▸ **TEXT EXTRACT**
Blogs and Stories
Mantel Books the Booker
Who won, who lost, and how much it all cost—John Sutherland on his evening at the Man Booker Prize ceremony and Hilary Mantel’s victory. PLUS, view our gallery of the past 10 winners.
The winner of literature's prestigious Man Booker gets £50,000 for a work that can take years. It’s less than a third of what the Manchester United striker Wayne Rooney (who, I suspect, has never read a novel) gets in a week. Shortlisted candidates pick up a check for £2,500—and a year’s free membership in Soho’s Groucho Club. Pity the country, to paraphrase Brecht, that needs literary heroes.
Click Image for a Gallery of Booker Winners
The Man Booker ceremony is no longer, as it once was, televised. But there is still considerable excitement in the run-up and on the night. Unpredictability sharpens the excitement. The Goncourt, the French literary prize, has lifelong judges—often themselves novelists. Man Booker recruits a new panel annually. This year it comprised a radio journalist (Naughtie), a TV comedian, a professor of literature, a literary editor, and a professional writer of nonfiction. Throw in 132 novels and you have fireworks.

▸ **INFORMATION SUPPLIED**
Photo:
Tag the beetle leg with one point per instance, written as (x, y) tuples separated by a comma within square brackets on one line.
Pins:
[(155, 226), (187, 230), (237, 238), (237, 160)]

▸ **TO DO**
a: From the Booker article, list every kind of member on this year's Man Booker judging panel.
b: Transcribe the passage of the Booker article between "Blogs and Stories" and "needs literary heroes.", inclusive.

▸ **RESPONSES TO THE TASKS**
a:
- a radio journalist (Naughtie)
- a TV comedian
- a professor of literature
- a literary editor
- a professional writer of nonfiction

b:
Blogs and Stories
Mantel Books the Booker
Who won, who lost, and how much it all cost—John Sutherland on his evening at the Man Booker Prize ceremony and Hilary Mantel’s victory. PLUS, view our gallery of the past 10 winners.
The winner of literature's prestigious Man Booker gets £50,000 for a work that can take years. It’s less than a third of what the Manchester United striker Wayne Rooney (who, I suspect, has never read a novel) gets in a week. Shortlisted candidates pick up a check for £2,500—and a year’s free membership in Soho’s Groucho Club. Pity the country, to paraphrase Brecht, that needs literary heroes.